→ PROBLEM TO WORK ON:
Reproduce the lines below with every occurrence of "photo above" swapped for "image above" and all other text unchanged. Leave the pictures out of your answer.

→ SOURCE MATERIAL:
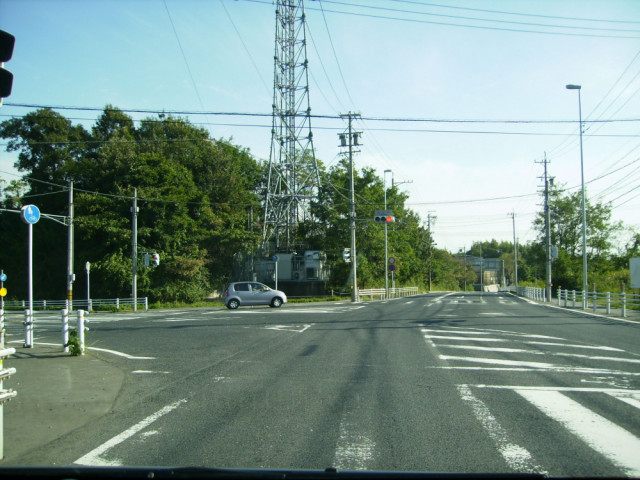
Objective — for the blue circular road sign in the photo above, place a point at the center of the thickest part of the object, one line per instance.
(30, 214)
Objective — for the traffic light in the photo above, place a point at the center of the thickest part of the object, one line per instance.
(7, 41)
(383, 216)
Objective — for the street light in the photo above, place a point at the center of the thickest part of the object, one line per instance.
(584, 204)
(386, 244)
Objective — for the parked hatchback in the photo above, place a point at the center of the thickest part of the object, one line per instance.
(252, 293)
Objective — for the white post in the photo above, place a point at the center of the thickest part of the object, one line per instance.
(28, 329)
(65, 330)
(81, 329)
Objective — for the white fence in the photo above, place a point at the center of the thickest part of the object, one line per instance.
(594, 299)
(381, 293)
(76, 304)
(585, 300)
(533, 293)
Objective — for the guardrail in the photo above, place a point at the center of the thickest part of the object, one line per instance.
(534, 293)
(593, 299)
(393, 292)
(76, 304)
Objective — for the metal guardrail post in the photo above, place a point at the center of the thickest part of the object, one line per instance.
(28, 329)
(65, 330)
(81, 329)
(5, 395)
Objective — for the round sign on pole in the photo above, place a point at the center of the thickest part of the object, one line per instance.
(30, 214)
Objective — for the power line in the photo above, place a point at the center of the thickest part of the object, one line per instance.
(492, 20)
(501, 12)
(319, 116)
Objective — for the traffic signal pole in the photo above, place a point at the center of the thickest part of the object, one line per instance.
(70, 276)
(134, 250)
(355, 297)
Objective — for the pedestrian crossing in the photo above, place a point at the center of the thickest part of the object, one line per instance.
(591, 391)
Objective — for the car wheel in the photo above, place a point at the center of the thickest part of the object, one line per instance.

→ WRITTEN ANSWER:
Objective — for the blue circular road sign in the image above, place a point at the center of the thickest part of the object, one line per instance.
(30, 214)
Objective — for the traffic light in the image above, place a point at the center of the thickest part of the object, one line per instance.
(7, 41)
(383, 216)
Objective — for the street light in the image above, place a point at the center of the thickest part of the object, one line per instance.
(584, 204)
(386, 244)
Objective — for the parked hatchback in the image above, place a point at the center of the thickest part of the object, one line per instance.
(252, 293)
Objective — for the white post in the image above, place a point at the center of the thickest part of the object, one line per instance.
(28, 329)
(65, 330)
(81, 329)
Objective — for the white fence in the image above, place a point at the center of the thickest part of the object, one line per instance.
(594, 299)
(381, 293)
(76, 304)
(585, 300)
(533, 293)
Objective — for the guardrail in the image above, place a point at the center of the thickest part of the object, one line per instance.
(534, 293)
(593, 299)
(393, 292)
(76, 304)
Objective — for the metal guardrail post in the image above, place a point at the center of the thickest part of the object, one line per instance.
(28, 329)
(65, 330)
(81, 329)
(5, 395)
Objective — for the round sign on pole in the image above, place a point at the center of the thickest part of the object, one line per instance.
(30, 214)
Objective — for the power line in the image above, place a point at the center of the thickest part of the object, one line per instance.
(492, 20)
(501, 12)
(319, 116)
Objective — for the traffic signal pole in the image above, place a point at the center of the thickest part of the object, one line per instance.
(70, 276)
(134, 250)
(355, 297)
Objective — for the pedestrian crossing in the image above, place a point at the center of the thickest part of the object, one line per instance.
(591, 391)
Objective — for the car wheel in the image above, place a point at the center of the thickest part of the object, one line per instance.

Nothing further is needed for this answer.